Exercise brief -
Extract the listing below in full, unchanged.

Record set -
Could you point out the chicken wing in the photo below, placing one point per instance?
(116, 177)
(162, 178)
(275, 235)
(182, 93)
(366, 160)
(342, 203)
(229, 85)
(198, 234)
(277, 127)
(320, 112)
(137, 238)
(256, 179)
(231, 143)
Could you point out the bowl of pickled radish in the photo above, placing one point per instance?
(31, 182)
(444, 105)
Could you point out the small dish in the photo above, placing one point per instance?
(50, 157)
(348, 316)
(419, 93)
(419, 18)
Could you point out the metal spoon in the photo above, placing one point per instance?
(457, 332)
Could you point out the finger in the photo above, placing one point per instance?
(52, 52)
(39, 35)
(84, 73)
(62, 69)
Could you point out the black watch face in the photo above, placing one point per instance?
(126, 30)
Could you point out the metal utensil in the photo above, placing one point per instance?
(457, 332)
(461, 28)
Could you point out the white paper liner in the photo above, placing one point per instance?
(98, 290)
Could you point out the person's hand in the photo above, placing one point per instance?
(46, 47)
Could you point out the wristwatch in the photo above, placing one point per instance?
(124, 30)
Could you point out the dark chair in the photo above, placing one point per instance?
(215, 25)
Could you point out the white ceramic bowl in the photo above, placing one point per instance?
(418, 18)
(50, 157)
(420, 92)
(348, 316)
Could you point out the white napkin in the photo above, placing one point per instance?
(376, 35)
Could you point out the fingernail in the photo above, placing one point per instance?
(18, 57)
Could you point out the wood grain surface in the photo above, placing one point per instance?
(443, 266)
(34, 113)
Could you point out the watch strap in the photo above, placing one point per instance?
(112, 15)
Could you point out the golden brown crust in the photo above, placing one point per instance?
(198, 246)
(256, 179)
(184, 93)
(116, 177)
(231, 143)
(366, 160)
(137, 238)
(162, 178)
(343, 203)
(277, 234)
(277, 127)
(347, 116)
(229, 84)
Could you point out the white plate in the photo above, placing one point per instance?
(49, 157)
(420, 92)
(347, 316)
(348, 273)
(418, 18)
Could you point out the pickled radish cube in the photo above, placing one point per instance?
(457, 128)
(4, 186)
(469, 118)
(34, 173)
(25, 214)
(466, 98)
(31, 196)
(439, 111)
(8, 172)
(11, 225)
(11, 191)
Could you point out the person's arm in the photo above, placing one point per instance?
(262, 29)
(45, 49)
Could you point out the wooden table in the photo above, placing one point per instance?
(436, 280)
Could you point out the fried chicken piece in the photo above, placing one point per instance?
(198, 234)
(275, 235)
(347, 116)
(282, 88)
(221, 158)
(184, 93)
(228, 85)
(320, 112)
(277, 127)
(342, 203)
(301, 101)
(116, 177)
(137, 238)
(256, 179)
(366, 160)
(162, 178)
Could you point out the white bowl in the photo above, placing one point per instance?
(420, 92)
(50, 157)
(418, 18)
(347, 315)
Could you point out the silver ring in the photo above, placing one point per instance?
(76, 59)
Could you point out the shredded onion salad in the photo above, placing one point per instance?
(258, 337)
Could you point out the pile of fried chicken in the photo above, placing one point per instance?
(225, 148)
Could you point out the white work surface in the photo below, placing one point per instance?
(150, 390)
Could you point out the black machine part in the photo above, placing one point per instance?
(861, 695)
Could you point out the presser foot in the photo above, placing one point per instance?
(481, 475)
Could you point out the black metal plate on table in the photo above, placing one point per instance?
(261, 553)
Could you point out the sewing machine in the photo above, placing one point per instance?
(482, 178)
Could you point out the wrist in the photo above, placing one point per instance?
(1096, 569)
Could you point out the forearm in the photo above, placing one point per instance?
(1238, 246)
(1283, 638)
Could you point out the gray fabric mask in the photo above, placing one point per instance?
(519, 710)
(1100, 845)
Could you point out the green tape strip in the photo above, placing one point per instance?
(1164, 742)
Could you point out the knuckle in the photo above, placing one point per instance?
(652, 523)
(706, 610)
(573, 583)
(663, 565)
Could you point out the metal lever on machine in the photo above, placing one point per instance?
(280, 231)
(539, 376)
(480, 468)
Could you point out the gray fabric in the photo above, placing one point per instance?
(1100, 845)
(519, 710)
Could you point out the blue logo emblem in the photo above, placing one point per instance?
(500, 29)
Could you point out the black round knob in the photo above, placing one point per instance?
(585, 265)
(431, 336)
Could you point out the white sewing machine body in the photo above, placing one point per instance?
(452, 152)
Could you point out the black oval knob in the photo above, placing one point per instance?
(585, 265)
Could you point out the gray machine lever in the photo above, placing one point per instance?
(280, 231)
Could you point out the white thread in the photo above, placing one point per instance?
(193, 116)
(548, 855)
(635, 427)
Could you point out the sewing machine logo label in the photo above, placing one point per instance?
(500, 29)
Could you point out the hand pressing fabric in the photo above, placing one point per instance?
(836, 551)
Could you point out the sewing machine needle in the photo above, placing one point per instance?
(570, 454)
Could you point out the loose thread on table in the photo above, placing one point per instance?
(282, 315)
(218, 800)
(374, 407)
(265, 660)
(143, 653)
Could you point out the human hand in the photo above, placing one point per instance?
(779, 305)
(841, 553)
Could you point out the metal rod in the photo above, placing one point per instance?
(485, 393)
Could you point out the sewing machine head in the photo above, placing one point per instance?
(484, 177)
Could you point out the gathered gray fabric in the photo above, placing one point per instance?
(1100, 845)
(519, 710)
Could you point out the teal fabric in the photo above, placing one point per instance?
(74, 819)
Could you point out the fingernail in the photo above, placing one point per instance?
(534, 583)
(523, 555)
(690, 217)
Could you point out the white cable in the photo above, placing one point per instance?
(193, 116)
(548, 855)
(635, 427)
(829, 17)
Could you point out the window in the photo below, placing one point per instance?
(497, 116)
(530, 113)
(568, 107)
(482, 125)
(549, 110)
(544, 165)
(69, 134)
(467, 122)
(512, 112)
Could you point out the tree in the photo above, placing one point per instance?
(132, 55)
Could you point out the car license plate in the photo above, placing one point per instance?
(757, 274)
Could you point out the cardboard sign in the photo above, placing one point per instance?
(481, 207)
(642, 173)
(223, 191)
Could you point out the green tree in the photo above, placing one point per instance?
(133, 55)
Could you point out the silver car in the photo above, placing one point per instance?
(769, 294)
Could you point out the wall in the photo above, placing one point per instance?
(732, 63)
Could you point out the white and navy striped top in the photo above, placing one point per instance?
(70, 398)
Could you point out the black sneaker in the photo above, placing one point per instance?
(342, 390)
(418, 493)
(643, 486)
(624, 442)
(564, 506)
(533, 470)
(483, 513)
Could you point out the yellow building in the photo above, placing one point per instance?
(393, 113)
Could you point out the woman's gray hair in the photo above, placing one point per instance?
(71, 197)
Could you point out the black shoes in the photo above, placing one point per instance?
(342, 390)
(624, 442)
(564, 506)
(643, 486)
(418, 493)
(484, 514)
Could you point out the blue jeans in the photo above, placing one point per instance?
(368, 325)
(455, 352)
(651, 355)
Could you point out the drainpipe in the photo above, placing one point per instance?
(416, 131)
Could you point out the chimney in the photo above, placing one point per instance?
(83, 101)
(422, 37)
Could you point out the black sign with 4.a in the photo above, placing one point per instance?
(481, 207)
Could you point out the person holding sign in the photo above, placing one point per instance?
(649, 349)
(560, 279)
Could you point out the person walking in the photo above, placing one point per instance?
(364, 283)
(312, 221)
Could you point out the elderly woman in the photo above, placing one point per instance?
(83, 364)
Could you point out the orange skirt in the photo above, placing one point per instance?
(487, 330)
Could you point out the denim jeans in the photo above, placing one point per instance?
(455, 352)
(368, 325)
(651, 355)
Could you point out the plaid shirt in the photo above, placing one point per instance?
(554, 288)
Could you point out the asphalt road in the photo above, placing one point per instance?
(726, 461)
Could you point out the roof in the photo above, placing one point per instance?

Full output -
Could you point out the chicken wing in the photo below, placing one point per instance?
(116, 177)
(162, 178)
(275, 235)
(182, 93)
(366, 160)
(342, 203)
(229, 85)
(198, 234)
(277, 127)
(320, 112)
(137, 238)
(256, 179)
(231, 143)
Could you point out the bowl of pickled radish in the photo above, placing one point per instance?
(31, 182)
(444, 105)
Could you point out the small dish in the photo above, placing one point per instance?
(50, 157)
(348, 316)
(419, 93)
(419, 18)
Could you point out the metal spoon in the photo above, placing one point per instance?
(457, 332)
Could you point out the finger in the photo above, placing one point per instance?
(52, 52)
(39, 35)
(84, 73)
(62, 69)
Could you point out the black watch face in the photo above, placing one point per instance?
(126, 30)
Could you point out the metal utensil in the photo above, placing one point per instance?
(457, 332)
(461, 28)
Could you point out the white paper liner in the photo above, placing one point per instance?
(98, 290)
Could you point out the person's hand in the photo above, placing one point per instance?
(46, 47)
Could you point out the wristwatch in the photo above, placing one point per instance?
(124, 30)
Could you point out the dark chair in the photo above, placing one point per instance?
(215, 25)
Could you point out the white ceramic bowl in the photo above, placing one point per instance?
(418, 18)
(50, 157)
(420, 92)
(348, 316)
Could you point out the white napkin in the photo above, placing one point per instance?
(376, 35)
Could you point out the fingernail in the photo above, placing one point per instance?
(18, 57)
Could you point out the wood grain surface in the photo above, placing one point per instance?
(443, 266)
(34, 113)
Could you point out the watch strap in the photo above, placing one point per instance?
(112, 15)
Could you point out the golden brown crust in the photo above, placing one point per instance?
(198, 246)
(256, 179)
(184, 93)
(116, 177)
(231, 143)
(366, 160)
(137, 238)
(162, 178)
(343, 203)
(277, 234)
(277, 127)
(347, 116)
(229, 84)
Could you point out the white plate in the photo above, placing one point per instance?
(49, 157)
(420, 92)
(347, 316)
(348, 273)
(418, 18)
Could you point out the pickled radish cube in the photo above, placing one point per instance?
(457, 128)
(4, 186)
(469, 118)
(34, 173)
(25, 214)
(466, 98)
(31, 196)
(439, 111)
(8, 172)
(11, 225)
(11, 191)
Could you point out the person's arm in the photo above, placing one point per instance?
(262, 29)
(45, 49)
Could you point out the wooden table in the photo above, placing one point per instance?
(436, 280)
Could you point out the fried chicken piece in the photo above, placing one point per instance?
(198, 234)
(275, 235)
(347, 116)
(282, 88)
(221, 158)
(184, 93)
(228, 85)
(320, 112)
(277, 127)
(342, 203)
(301, 101)
(116, 177)
(137, 238)
(256, 179)
(366, 160)
(162, 178)
Could you point out the white bowl in the photo above, placing one point per instance?
(420, 92)
(50, 157)
(418, 18)
(347, 315)
Could you point out the silver ring in the photo above, placing one point per instance?
(76, 59)
Could you point out the shredded onion salad in the photo above, placing one point per instance?
(258, 337)
Could you point out the pile of fried chicken in the photo above, placing one point per instance?
(225, 148)
Could you point out the white work surface in the photo below, placing one point per instance?
(150, 390)
Could you point out the black machine part in the photo above, placing one point per instance?
(861, 695)
Could you point out the presser foot in the photo above, placing one point per instance?
(481, 475)
Could you point out the black metal plate on table in the photo above, placing one point per instance?
(261, 553)
Could you point out the sewing machine in the photo above, placing one point per instance?
(482, 178)
Could you point out the wrist in the photo above, placing one point per instance?
(1096, 569)
Could you point out the forearm in the photo above, placing one point per instance?
(1238, 246)
(1283, 638)
Could you point out the gray fabric mask in the photo above, placing one point per instance?
(519, 710)
(1100, 845)
Could you point out the green tape strip in the photo above, placing one point per instance?
(1164, 742)
Could you point out the knuckle in the photo above, placing one point per instance?
(652, 523)
(706, 610)
(573, 583)
(663, 565)
Could you point out the metal lever on machine in the photo above, placing one point per instance?
(280, 231)
(539, 376)
(480, 468)
Could you point out the gray fabric in the photo above, placing one point per instance?
(1100, 845)
(519, 710)
Could you point out the blue logo emblem in the photo above, placing one point per instance?
(500, 29)
Could you point out the black round knob in the photo above, placing one point per instance?
(585, 265)
(431, 336)
Could you point out the white sewing machine body in the photo above, placing one point per instance?
(452, 152)
Could you point out the black oval knob in the photo above, placing one point per instance?
(585, 265)
Could you point out the gray machine lever in the photo above, placing one point per instance?
(280, 231)
Could you point out the white thread in the photo above, placing one point per instance?
(193, 116)
(548, 855)
(635, 427)
Could you point out the sewing machine logo label in the photo above, placing one point per instance?
(500, 29)
Could you point out the hand pressing fabric in the photo above, placing one point per instance?
(836, 551)
Could you point out the sewing machine needle in the photo above, placing one point per instance?
(570, 454)
Could you point out the loose thread on table in the photo above, placing one point per instance?
(282, 315)
(218, 800)
(374, 407)
(265, 660)
(143, 653)
Could you point out the human hand in the photo above, placing one point per instance?
(779, 305)
(841, 553)
Could you point out the metal rod in the photo above, placing one point per instance?
(485, 393)
Could you point out the sewing machine head in the photo above, placing one point per instance?
(484, 177)
Could you point out the gathered gray fabric in the photo above, placing one point per instance?
(1100, 845)
(519, 710)
Could you point out the teal fabric in the photo above, placing one point per instance?
(74, 819)
Could you point out the fingernail in the photo above, placing one point per instance?
(534, 583)
(523, 555)
(690, 217)
Could you point out the white cable in the photo above, placing one point per instance?
(193, 116)
(548, 855)
(635, 427)
(829, 17)
Could you point out the window in the photo below, placing one point per instance?
(497, 116)
(530, 113)
(568, 107)
(482, 125)
(549, 110)
(544, 165)
(69, 134)
(467, 122)
(512, 112)
Could you point out the tree in the photo above, placing one point per instance?
(132, 55)
Could you point out the car license plate in the photo above, placing one point per instance?
(757, 274)
Could you point out the cardboard sign in the photo above, placing one point per instance?
(481, 207)
(642, 173)
(223, 191)
Could you point out the green tree in the photo above, placing one point per instance?
(133, 55)
Could you point out the silver car in the photo above, placing one point per instance?
(769, 294)
Could you point out the wall in the photo above, placing one point per instance?
(732, 63)
Could you point out the white and navy striped top in the photo above, placing one point per instance?
(70, 398)
Could you point out the black sneaker in the photo above, placing one point per instance?
(342, 390)
(418, 493)
(643, 486)
(624, 442)
(564, 506)
(533, 470)
(483, 513)
Could you point out the yellow building in the photo above, placing one point per instance?
(393, 113)
Could you point out the woman's gray hair in the photo above, placing one point per instance?
(71, 197)
Could you point out the black shoes in the photo above, placing one point per instance?
(342, 390)
(624, 442)
(564, 506)
(643, 486)
(418, 493)
(484, 514)
Could you point out the blue jeans in the photo above, placing one point per instance?
(368, 325)
(455, 352)
(651, 355)
Could you point out the drainpipe in the photo above, placing one point per instance?
(416, 131)
Could you point out the chimney in the photo above, placing one point per instance?
(83, 101)
(422, 37)
Could you point out the black sign with 4.a in the photo above, placing one point per instance?
(481, 207)
Could you point out the person holding sign in the photo above, placing one point per instance?
(649, 349)
(560, 279)
Could you point out the person walking in the photo above, placing one point per instance?
(364, 283)
(312, 221)
Could you point out the elderly woman in the photo above, placing one point per instance?
(83, 364)
Could you point out the orange skirt in the photo above, placing one point per instance?
(487, 330)
Could you point out the denim jeans in the photo above, placing one point per instance?
(455, 352)
(368, 325)
(651, 355)
Could you point out the plaid shirt in the photo above, placing one point per instance?
(554, 288)
Could you point out the asphalt road in the photo above, placing one point per instance?
(726, 461)
Could you point out the roof in the photo above, placing one point per instance?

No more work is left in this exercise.